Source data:

"""

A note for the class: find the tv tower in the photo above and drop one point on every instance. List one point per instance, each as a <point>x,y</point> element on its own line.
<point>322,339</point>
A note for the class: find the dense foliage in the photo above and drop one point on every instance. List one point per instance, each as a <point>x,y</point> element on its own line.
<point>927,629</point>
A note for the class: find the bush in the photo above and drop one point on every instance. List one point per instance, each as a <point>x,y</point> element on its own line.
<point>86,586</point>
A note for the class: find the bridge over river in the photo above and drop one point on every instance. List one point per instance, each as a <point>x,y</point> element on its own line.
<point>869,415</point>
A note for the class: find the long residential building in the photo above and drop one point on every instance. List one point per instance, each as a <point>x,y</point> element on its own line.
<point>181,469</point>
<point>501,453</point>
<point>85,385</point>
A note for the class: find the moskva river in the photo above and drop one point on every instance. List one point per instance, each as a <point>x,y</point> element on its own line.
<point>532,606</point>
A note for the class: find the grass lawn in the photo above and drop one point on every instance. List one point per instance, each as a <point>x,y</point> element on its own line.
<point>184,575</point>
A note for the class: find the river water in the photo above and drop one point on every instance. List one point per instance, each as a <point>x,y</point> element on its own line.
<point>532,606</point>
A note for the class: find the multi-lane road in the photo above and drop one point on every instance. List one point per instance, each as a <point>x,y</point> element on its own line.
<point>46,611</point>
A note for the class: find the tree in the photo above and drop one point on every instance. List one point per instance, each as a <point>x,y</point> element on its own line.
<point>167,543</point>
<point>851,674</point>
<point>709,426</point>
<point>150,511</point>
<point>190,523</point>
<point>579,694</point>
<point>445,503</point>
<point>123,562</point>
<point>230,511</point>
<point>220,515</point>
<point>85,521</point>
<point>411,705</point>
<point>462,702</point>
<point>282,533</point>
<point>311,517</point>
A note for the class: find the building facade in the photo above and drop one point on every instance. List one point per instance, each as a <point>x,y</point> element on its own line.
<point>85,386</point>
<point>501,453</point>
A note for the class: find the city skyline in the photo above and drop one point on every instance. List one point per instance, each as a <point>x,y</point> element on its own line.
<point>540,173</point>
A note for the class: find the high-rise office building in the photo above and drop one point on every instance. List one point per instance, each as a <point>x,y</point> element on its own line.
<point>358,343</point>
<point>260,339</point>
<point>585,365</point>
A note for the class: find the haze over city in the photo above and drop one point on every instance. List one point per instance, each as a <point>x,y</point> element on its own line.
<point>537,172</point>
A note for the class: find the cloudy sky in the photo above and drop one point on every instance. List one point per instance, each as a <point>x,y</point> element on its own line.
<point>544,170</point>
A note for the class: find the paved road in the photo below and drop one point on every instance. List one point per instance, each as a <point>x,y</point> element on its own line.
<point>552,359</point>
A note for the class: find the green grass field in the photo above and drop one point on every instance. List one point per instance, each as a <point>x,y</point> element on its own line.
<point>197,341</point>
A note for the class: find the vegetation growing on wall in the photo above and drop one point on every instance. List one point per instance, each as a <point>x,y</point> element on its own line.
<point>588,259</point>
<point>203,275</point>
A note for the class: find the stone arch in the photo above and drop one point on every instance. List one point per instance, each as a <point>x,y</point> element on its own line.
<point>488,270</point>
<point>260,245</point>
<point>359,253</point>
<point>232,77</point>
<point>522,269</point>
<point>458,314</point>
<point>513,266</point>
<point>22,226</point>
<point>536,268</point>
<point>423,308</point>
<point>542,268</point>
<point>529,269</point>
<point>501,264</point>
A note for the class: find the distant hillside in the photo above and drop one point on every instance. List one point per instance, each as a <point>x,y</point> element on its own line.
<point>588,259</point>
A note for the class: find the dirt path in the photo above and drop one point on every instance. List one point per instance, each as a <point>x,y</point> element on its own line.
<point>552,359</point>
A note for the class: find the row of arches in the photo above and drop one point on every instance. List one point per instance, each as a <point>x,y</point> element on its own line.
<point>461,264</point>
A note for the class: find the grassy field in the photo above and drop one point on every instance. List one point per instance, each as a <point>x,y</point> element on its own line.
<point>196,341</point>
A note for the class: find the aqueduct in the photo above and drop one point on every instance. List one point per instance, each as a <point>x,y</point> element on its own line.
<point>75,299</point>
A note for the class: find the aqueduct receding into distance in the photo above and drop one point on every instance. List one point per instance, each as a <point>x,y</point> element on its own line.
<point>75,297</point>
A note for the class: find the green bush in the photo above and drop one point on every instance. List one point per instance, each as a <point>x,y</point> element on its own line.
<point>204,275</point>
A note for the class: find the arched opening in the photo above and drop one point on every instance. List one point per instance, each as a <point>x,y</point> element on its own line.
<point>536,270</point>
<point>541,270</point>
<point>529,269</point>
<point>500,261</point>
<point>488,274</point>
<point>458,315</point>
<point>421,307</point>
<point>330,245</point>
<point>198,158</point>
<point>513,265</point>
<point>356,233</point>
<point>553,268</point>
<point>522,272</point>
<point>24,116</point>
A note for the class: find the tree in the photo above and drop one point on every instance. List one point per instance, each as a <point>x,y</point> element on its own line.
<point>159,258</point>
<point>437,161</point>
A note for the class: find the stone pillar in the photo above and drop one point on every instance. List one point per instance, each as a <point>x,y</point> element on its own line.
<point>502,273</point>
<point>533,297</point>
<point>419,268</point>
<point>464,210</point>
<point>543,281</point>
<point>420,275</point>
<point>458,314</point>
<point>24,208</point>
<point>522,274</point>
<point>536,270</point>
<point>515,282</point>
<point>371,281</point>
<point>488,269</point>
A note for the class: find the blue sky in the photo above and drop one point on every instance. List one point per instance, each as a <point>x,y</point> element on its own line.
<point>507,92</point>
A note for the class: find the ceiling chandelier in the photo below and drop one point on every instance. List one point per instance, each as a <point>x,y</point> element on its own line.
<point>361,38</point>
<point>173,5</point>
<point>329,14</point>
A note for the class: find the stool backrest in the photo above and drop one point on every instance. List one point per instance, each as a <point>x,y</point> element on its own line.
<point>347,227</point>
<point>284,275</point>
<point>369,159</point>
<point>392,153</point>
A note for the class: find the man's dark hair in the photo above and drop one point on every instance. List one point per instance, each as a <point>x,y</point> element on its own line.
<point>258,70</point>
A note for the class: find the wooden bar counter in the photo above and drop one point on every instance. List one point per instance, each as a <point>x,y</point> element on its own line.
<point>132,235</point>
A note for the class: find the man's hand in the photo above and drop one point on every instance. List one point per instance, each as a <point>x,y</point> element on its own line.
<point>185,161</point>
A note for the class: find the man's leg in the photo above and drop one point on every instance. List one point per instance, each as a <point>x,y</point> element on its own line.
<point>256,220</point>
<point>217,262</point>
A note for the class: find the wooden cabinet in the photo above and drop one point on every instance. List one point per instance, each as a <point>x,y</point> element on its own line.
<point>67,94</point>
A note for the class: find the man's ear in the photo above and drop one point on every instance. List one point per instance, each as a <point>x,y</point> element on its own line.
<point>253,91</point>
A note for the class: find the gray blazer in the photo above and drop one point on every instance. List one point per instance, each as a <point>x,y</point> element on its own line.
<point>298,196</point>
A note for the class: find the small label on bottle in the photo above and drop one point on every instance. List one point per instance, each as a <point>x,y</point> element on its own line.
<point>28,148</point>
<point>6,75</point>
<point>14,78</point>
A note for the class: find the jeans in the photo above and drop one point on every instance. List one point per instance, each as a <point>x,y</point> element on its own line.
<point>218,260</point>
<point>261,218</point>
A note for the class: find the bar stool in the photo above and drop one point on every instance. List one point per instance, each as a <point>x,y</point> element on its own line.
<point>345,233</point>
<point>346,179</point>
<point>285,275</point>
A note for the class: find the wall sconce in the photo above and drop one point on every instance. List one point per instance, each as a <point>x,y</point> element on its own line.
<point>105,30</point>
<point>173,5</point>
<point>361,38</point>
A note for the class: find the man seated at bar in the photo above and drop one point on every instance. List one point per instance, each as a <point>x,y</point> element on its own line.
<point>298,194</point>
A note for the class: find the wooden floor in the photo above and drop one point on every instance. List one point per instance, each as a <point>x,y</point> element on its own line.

"""

» Task objective
Reproduce word for word the lines from the line containing "A note for the class: find the blue" through the line containing "<point>217,262</point>", including both of those lines.

» Task result
A note for the class: find the blue sky in the photo above and drop one point on every instance. List one point per instance, each as a <point>x,y</point> element on its own line.
<point>507,92</point>
A note for the class: find the ceiling chandelier in the photo below and drop one point on every instance. List one point per instance, each as a <point>x,y</point> element on its own line.
<point>361,38</point>
<point>173,5</point>
<point>329,14</point>
A note for the class: find the stool backrest in the photo above and drop one point on every instance. List one point per instance, each as a <point>x,y</point> element on its own line.
<point>347,227</point>
<point>284,275</point>
<point>369,159</point>
<point>392,153</point>
A note for the class: find the man's dark hair in the photo above and drop one point on every instance. List one point per instance, each as a <point>x,y</point> element on its own line.
<point>258,70</point>
A note for the class: find the wooden bar counter in the photo above and drop one point on every instance. List one point per instance, each as a <point>x,y</point> element on its own line.
<point>132,235</point>
A note for the class: find the man's hand in the photo above and drop one point on every instance. List one point per instance, each as a <point>x,y</point> element on its own line.
<point>185,161</point>
A note for the class: find the man's leg in the photo above and drop one point on every instance. List one point per instance, each as a <point>x,y</point> element on its own line.
<point>256,220</point>
<point>217,262</point>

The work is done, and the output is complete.